## start ENTRIES
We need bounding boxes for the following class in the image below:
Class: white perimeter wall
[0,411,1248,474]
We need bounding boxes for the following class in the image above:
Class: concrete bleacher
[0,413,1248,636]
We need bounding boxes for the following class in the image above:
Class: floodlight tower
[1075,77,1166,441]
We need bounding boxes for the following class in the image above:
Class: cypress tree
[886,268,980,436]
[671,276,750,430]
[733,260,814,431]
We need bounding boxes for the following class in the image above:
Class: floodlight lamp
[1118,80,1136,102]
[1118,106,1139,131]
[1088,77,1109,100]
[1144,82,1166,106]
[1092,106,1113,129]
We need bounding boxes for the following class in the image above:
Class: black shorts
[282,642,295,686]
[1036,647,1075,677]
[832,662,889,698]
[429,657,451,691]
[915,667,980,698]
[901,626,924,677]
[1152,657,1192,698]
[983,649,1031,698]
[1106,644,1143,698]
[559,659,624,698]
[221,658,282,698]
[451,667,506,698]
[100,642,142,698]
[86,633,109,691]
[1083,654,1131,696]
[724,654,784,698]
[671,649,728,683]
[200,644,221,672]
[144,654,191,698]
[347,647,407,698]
## end ENTRIES
EXERCISE TASK =
Copy out every row above word for word, from the first line to the last, with no changes.

PROBLEM SOLUTION =
We need bounding boxes for the following class in the image below:
Class: white perimeter wall
[0,411,1248,474]
We need bounding boxes for the following class in the image above:
Class: concrete bleacher
[0,413,1248,636]
We need bounding boxes for the following class in the image above:
Class: floodlight tower
[1075,77,1166,441]
We need bounding boxes for the following class in the image above:
Class: cypress tree
[886,268,980,436]
[671,276,750,430]
[733,260,814,431]
We need bounding boxes for the following class in the image above:
Class: floodlight lamp
[1118,80,1136,102]
[1118,106,1139,131]
[1088,77,1109,100]
[1144,82,1166,106]
[1092,106,1113,129]
We need bounding boxes for the following class in the image above:
Class: black shorts
[282,642,295,686]
[1036,647,1075,677]
[832,662,889,698]
[429,657,451,691]
[915,667,980,698]
[901,626,924,677]
[1152,657,1192,698]
[983,649,1031,698]
[1106,644,1143,698]
[559,659,624,698]
[221,658,282,698]
[451,667,506,698]
[100,642,142,698]
[86,633,109,691]
[1083,654,1131,696]
[724,654,784,698]
[671,649,728,683]
[200,644,221,672]
[144,654,191,698]
[347,647,407,698]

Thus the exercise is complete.